start DATA FOR THIS TASK

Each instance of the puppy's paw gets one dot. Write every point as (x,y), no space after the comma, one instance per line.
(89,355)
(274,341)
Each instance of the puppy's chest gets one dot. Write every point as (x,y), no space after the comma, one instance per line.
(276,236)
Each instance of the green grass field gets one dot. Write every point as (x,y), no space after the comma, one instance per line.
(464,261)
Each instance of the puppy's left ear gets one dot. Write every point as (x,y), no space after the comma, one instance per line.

end DATA FOR THIS TASK

- **EXERCISE DETAILS**
Could you update the data above by replacing "puppy's" with "dog's" wherever it appears and leaving every other word unchanged?

- **COMPLETED EXERCISE**
Each instance of the dog's paw gets one dot. Write every point as (x,y), no space after the comma, one instance per line.
(89,355)
(274,341)
Each instance of the dog's chest gets one dot. Write every point as (x,y), no space after the comma, one instance per line.
(276,236)
Each instance of the green grass field gets one dot. Write every point as (x,y), no space after the comma, one instance per line.
(464,261)
Each instance of the dog's left ear gets one dot. Write every point as (x,y), no space after the comma, one instance per line.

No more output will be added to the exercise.